[Data items]
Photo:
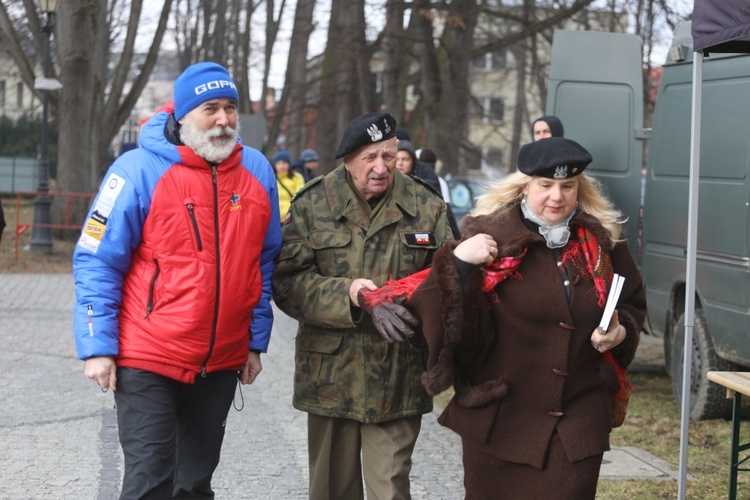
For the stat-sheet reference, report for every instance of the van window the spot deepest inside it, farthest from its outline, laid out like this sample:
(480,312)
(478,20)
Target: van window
(725,128)
(607,139)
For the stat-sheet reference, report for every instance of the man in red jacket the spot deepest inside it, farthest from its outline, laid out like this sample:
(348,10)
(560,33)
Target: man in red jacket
(173,284)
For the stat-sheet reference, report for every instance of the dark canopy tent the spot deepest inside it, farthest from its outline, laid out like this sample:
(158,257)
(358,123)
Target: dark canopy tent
(718,26)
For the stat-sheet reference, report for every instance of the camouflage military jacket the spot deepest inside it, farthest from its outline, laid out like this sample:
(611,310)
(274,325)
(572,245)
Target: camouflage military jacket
(343,367)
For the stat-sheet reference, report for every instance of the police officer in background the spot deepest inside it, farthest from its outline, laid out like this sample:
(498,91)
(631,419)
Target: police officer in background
(348,231)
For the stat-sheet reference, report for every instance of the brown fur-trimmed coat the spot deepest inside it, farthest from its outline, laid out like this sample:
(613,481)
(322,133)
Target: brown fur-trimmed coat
(522,365)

How to complete this task » Reply with an exact copy of the lines running from the one containing "Target: dark canopy tent" through the end of the entries above, both ends included.

Response to the task »
Target: dark canopy tent
(718,26)
For the stat-sheet reference, report for every instance of the camouflage military jacket the spot deepest inside it, farthest from its outline, laid out like this sample:
(611,310)
(274,325)
(572,245)
Target: camouflage military jacket
(343,367)
For the stat-sheet reference, report for every instance of the police officer in background the spot deepest inside it, farthest from its outline, laid out like this sample:
(498,91)
(631,419)
Target: police officer in background
(348,231)
For the stat-sheet reference, report for every instance of the brown fur-trimmed coat the spot deepest inside it, farthest from its outline, laid out like this sample:
(613,481)
(322,133)
Target: brown fur-trimmed coat
(522,365)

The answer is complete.